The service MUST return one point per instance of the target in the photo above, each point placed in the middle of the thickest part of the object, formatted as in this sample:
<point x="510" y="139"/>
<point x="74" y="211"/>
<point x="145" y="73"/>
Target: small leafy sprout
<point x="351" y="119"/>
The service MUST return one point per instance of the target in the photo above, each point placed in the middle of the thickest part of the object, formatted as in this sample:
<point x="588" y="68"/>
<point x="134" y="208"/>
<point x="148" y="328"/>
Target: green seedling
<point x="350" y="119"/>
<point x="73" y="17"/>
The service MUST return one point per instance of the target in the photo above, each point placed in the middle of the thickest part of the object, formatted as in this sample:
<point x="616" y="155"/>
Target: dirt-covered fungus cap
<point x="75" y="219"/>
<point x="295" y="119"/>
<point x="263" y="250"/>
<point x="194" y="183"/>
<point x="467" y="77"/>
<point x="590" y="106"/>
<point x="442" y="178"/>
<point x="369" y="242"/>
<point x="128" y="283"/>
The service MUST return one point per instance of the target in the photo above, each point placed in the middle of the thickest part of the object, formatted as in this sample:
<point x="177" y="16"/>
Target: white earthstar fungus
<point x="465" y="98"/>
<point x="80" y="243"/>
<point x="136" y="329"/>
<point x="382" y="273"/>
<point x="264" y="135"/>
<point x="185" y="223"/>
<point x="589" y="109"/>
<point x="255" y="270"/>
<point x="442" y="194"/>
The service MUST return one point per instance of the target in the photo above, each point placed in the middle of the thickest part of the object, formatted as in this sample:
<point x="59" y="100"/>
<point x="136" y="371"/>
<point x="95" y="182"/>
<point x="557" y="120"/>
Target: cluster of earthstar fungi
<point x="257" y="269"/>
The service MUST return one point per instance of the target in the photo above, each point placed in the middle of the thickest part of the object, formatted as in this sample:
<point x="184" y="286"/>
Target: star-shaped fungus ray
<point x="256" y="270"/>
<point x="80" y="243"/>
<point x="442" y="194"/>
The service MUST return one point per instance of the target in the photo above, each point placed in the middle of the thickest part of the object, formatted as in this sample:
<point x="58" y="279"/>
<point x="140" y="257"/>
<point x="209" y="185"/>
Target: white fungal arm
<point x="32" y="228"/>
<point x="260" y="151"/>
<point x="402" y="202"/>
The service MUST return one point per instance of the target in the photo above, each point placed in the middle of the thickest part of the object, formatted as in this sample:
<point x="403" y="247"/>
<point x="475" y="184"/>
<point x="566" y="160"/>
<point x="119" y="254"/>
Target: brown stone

■ The task
The records above are to be repeated in full, word for word.

■ Solution for this task
The service MUST return one point per instance of the target in the photo above, each point placed in the middle of the thickest part of the object, formatted as in this sample:
<point x="510" y="139"/>
<point x="74" y="211"/>
<point x="145" y="73"/>
Target: small leafy sprout
<point x="351" y="119"/>
The service MUST return one point per instance of the target in the photo above, each point placed in the middle of the thickest part of the object, formatted as in this sample:
<point x="588" y="68"/>
<point x="134" y="208"/>
<point x="148" y="328"/>
Target: green seedling
<point x="350" y="119"/>
<point x="73" y="17"/>
The service MUST return one point per instance of the target in the photo above, each point placed in the middle of the thickest part of the object, formatted as in this sample:
<point x="616" y="155"/>
Target: dirt-covered fungus cap
<point x="75" y="219"/>
<point x="295" y="119"/>
<point x="263" y="250"/>
<point x="194" y="183"/>
<point x="467" y="77"/>
<point x="590" y="106"/>
<point x="442" y="178"/>
<point x="369" y="242"/>
<point x="128" y="283"/>
The service MUST return one point per instance of the target in the photo above, each point placed in the middle of the thickest part of the object, formatted as in this sample:
<point x="177" y="16"/>
Target: white earthstar fungus
<point x="465" y="98"/>
<point x="80" y="243"/>
<point x="136" y="329"/>
<point x="382" y="273"/>
<point x="264" y="135"/>
<point x="185" y="223"/>
<point x="589" y="109"/>
<point x="255" y="270"/>
<point x="442" y="194"/>
The service MUST return one point per instance of the target in the photo above, each point placed in the middle of the thickest part of the object, formatted as in this sample:
<point x="59" y="100"/>
<point x="136" y="371"/>
<point x="95" y="182"/>
<point x="557" y="120"/>
Target: cluster of earthstar fungi
<point x="257" y="269"/>
The service MUST return one point per instance of the target in the photo above, each point placed in the middle of the thickest part of the object, formatted as in this sample:
<point x="184" y="286"/>
Target: star-shaped fungus ray
<point x="256" y="270"/>
<point x="80" y="243"/>
<point x="442" y="194"/>
The service MUST return one point per instance of the target in the photo above, each point placed in the middle of the thickest part of the object, formatted as in this sample:
<point x="58" y="279"/>
<point x="140" y="257"/>
<point x="209" y="185"/>
Target: white fungal arm
<point x="32" y="228"/>
<point x="260" y="151"/>
<point x="402" y="202"/>
The service MUST return one point per instance of the target in the photo above, each point placed in the middle of the thickest part of the object, formatted as in this sample:
<point x="403" y="247"/>
<point x="475" y="184"/>
<point x="566" y="160"/>
<point x="119" y="254"/>
Target: brown stone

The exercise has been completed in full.